**WHAT IS REQUIRED**
Revise the items below by changing every occurrence of "innermost point" to "central point" and keeping all other text unchanged.
** START SUPPLIED INFORMATION **
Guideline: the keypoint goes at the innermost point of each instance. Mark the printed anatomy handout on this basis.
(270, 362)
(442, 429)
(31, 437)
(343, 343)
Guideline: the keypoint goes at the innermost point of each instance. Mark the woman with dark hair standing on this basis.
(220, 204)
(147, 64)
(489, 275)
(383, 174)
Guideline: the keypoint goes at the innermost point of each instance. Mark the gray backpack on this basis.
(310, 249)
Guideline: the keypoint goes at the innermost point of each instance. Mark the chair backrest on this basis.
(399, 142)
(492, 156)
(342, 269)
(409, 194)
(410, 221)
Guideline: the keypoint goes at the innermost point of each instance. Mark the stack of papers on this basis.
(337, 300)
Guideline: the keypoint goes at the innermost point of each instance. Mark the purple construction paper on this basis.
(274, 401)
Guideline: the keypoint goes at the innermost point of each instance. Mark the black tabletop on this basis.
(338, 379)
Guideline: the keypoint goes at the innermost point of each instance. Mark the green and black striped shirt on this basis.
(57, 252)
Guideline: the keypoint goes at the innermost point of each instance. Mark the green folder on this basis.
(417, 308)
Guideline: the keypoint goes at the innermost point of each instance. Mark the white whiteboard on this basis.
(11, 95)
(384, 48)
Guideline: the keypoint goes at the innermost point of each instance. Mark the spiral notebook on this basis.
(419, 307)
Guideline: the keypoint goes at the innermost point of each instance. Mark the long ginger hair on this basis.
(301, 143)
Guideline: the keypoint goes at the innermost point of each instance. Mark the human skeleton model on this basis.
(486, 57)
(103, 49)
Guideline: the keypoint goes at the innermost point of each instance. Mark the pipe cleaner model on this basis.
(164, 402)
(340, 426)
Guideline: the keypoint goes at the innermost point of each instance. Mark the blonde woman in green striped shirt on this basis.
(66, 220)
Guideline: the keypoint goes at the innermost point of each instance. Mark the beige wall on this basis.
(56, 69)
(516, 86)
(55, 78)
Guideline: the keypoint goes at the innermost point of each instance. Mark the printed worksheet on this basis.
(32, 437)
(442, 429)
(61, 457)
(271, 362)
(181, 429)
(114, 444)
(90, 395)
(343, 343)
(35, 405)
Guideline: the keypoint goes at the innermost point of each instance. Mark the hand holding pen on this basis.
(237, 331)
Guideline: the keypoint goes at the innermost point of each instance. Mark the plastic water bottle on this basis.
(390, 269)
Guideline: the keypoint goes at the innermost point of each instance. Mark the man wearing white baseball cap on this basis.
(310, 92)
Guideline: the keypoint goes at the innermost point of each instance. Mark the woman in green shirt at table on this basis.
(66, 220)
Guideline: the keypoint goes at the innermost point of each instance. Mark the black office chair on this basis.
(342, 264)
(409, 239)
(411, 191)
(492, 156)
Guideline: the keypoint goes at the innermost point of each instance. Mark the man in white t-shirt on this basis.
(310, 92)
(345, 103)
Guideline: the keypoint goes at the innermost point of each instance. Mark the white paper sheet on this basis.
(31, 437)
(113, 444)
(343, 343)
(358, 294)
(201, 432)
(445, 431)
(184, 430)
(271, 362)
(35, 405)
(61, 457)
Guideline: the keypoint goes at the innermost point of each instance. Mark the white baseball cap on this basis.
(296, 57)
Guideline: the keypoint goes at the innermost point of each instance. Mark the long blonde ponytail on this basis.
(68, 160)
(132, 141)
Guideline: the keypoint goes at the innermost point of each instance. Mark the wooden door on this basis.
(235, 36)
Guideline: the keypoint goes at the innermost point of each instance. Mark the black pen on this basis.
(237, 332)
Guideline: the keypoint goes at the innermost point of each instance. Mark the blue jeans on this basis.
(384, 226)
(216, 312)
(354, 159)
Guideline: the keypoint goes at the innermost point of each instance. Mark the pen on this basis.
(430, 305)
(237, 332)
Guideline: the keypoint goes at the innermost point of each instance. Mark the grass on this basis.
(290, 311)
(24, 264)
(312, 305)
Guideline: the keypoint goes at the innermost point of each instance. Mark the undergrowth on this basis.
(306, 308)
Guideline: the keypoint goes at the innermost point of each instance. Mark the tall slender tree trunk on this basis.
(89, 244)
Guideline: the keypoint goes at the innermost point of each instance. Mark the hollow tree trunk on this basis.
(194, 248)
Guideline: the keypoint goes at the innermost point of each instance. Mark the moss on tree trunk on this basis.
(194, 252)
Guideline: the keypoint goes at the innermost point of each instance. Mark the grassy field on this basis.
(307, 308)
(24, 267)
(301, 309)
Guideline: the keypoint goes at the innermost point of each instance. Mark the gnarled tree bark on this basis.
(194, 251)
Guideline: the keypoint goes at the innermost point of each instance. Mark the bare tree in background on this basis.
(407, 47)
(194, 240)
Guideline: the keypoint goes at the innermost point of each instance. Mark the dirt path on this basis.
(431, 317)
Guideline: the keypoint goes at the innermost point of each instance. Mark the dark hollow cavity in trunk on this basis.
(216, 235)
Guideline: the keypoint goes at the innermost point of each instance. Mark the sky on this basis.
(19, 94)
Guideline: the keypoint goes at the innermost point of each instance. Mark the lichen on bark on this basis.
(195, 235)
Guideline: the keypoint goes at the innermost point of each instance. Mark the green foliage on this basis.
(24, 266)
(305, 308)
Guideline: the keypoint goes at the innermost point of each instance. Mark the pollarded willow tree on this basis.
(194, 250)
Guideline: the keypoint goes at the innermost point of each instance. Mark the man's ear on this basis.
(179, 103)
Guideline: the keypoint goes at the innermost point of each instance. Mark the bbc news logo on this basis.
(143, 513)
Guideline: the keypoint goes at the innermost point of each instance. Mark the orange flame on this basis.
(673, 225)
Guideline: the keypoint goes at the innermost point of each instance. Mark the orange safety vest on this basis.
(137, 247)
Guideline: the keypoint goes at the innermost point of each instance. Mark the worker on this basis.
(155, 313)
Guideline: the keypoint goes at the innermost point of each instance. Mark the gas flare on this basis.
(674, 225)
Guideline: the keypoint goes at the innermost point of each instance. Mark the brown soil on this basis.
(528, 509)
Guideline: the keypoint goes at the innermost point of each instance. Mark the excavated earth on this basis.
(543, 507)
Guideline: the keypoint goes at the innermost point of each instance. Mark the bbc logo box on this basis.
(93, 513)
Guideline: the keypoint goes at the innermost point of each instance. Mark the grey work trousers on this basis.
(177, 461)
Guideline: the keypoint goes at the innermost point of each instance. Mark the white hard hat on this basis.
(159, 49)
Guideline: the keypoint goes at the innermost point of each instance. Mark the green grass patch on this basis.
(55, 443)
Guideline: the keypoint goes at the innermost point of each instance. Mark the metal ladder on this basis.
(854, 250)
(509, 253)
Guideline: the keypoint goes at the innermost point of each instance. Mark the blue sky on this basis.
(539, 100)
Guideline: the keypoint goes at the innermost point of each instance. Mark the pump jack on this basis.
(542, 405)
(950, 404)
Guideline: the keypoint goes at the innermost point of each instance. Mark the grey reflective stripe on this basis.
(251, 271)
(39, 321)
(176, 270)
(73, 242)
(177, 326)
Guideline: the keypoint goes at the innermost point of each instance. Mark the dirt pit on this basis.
** END SUPPLIED INFORMATION **
**ANSWER TO THE EXERCISE**
Guideline: the keypoint goes at the central point of each instance. Mark the printed anatomy handout on this basis.
(270, 362)
(442, 429)
(31, 437)
(343, 343)
Guideline: the keypoint goes at the central point of each instance. Mark the woman with dark hair standing on this basis.
(220, 204)
(147, 64)
(489, 275)
(383, 174)
Guideline: the keypoint goes at the central point of each instance. Mark the gray backpack on this basis.
(310, 249)
Guideline: the keypoint goes at the central point of each instance. Mark the chair backrest on this basis.
(399, 142)
(492, 156)
(342, 269)
(409, 194)
(410, 221)
Guideline: the keypoint goes at the central point of each instance. Mark the stack of papers on this basis.
(337, 300)
Guideline: the keypoint goes at the central point of each instance. Mark the purple construction paper on this basis.
(274, 401)
Guideline: the keypoint goes at the central point of each instance. Mark the black tabletop on this basis.
(338, 379)
Guideline: the keypoint goes at the central point of each instance. Mark the green and black striped shirt on this basis.
(57, 252)
Guideline: the keypoint goes at the central point of each instance. Mark the green folder on this basis.
(417, 308)
Guideline: the keypoint goes at the central point of each instance. Mark the white whiteboard on this basis.
(11, 95)
(384, 48)
Guideline: the keypoint goes at the central point of each instance. Mark the spiral notebook on this basis.
(419, 307)
Guideline: the keypoint goes at the central point of each instance. Mark the long ginger hair on this basis.
(301, 143)
Guideline: the keypoint goes at the central point of each instance. Mark the human skeleton model on this basis.
(486, 57)
(103, 49)
Guideline: the keypoint goes at the central point of each instance. Mark the pipe cleaner model on this basis.
(164, 402)
(340, 426)
Guideline: the keypoint goes at the central point of each instance. Mark the blonde woman in green striped shirt on this basis.
(66, 220)
Guideline: the keypoint goes at the central point of each instance. Mark the beige wall on this basis.
(56, 69)
(516, 86)
(55, 78)
Guideline: the keypoint goes at the central point of each instance. Mark the printed worksheet on this basis.
(32, 437)
(442, 429)
(61, 457)
(271, 362)
(181, 429)
(114, 444)
(90, 395)
(343, 343)
(35, 405)
Guideline: the keypoint goes at the central point of each instance. Mark the hand holding pen on this basis.
(237, 331)
Guideline: the keypoint goes at the central point of each instance. Mark the plastic water bottle on this basis.
(390, 269)
Guideline: the keypoint goes at the central point of each instance. Mark the man wearing white baseball cap on this basis.
(310, 92)
Guideline: the keypoint goes at the central point of each instance. Mark the woman in green shirt at table on this basis.
(66, 220)
Guideline: the keypoint goes at the central point of each instance. Mark the black office chair on this basis.
(342, 264)
(409, 239)
(411, 191)
(492, 156)
Guideline: the keypoint goes at the central point of each instance. Mark the man in white t-shirt on this basis.
(310, 92)
(345, 103)
Guideline: the keypoint goes at the central point of each instance. Mark the white paper sheet on this basis.
(31, 437)
(113, 444)
(343, 343)
(358, 294)
(201, 432)
(445, 431)
(184, 430)
(271, 362)
(35, 405)
(61, 457)
Guideline: the keypoint goes at the central point of each instance. Mark the white baseball cap on this basis.
(296, 57)
Guideline: the keypoint goes at the central point of each instance. Mark the long blonde ponytail on this basis.
(68, 160)
(132, 141)
Guideline: the keypoint goes at the central point of each instance. Mark the wooden door on this basis.
(235, 36)
Guideline: the keypoint goes at the central point of each instance. Mark the black pen on this basis.
(237, 332)
Guideline: the keypoint goes at the central point of each instance. Mark the blue jeans on this basis.
(384, 226)
(216, 312)
(354, 159)
Guideline: the keypoint goes at the central point of each instance. Mark the pen on this basis.
(430, 305)
(237, 332)
Guideline: the keypoint goes at the central point of each instance. Mark the grass on this basis.
(290, 311)
(24, 264)
(312, 305)
Guideline: the keypoint goes at the central point of each instance. Mark the undergrowth on this basis.
(306, 308)
Guideline: the keypoint goes at the central point of each instance. Mark the tall slender tree trunk on this basis.
(89, 244)
Guideline: the keypoint goes at the central point of each instance. Mark the hollow tree trunk on this basis.
(194, 248)
Guideline: the keypoint goes at the central point of each instance. Mark the moss on tree trunk on this basis.
(194, 252)
Guideline: the keypoint goes at the central point of each instance. Mark the grassy field on this basis.
(307, 308)
(24, 267)
(301, 309)
Guideline: the keypoint goes at the central point of each instance. Mark the gnarled tree bark on this basis.
(194, 251)
Guideline: the keypoint goes at the central point of each instance. Mark the bare tree in background on this basis.
(407, 47)
(194, 240)
Guideline: the keypoint goes at the central point of each instance. Mark the dirt path on this basis.
(431, 317)
Guideline: the keypoint goes at the central point of each instance. Mark the dark hollow cavity in trunk on this basis.
(216, 235)
Guideline: the keypoint goes at the central point of each instance. Mark the sky on this basis.
(19, 94)
Guideline: the keypoint goes at the central point of each instance. Mark the lichen on bark on this basis.
(195, 235)
Guideline: the keypoint goes at the central point of each instance. Mark the green foliage on this basis.
(24, 266)
(305, 308)
Guideline: the keypoint goes at the central point of each instance. Mark the pollarded willow tree on this basis.
(194, 250)
Guideline: the keypoint goes at the central point of each instance. Mark the man's ear on this basis.
(179, 103)
Guideline: the keypoint goes at the central point of each instance. Mark the bbc news logo on this basis.
(143, 513)
Guideline: the keypoint goes at the central point of each instance. Mark the orange flame on this basis.
(673, 225)
Guideline: the keypoint goes at the central point of each instance. Mark the orange safety vest on this basis.
(137, 247)
Guideline: the keypoint goes at the central point of each instance. Mark the worker on this basis.
(155, 313)
Guideline: the keypoint goes at the central point of each instance. Mark the gas flare on this basis.
(674, 225)
Guideline: the keypoint goes at the central point of each instance. Mark the brown soil on this basis.
(528, 509)
Guideline: the keypoint goes at the central point of each instance. Mark the excavated earth on this basis.
(543, 507)
Guideline: the keypoint goes at the central point of each instance. Mark the bbc logo box on this basis.
(93, 513)
Guideline: the keypoint goes at the central point of each instance. Mark the grey work trousers on this basis.
(177, 461)
Guideline: the keypoint goes at the central point of each instance. Mark the white hard hat on this basis.
(159, 49)
Guideline: the keypoint goes at the central point of each instance. Mark the green grass patch on this basis.
(55, 443)
Guideline: the keypoint goes at the central point of each instance. Mark the metal ladder on this basis.
(854, 250)
(509, 253)
Guideline: the keypoint goes at the central point of each instance. Mark the blue sky on this basis.
(539, 100)
Guideline: the keypoint goes at the central point of each instance. Mark the pump jack on this basis.
(542, 405)
(950, 404)
Guideline: the keypoint goes at the central point of each instance. Mark the grey reflective stripe on this basis.
(251, 271)
(39, 321)
(176, 270)
(73, 242)
(177, 326)
Guideline: the keypoint goes at the central point of each instance. Mark the dirt pit on this basis.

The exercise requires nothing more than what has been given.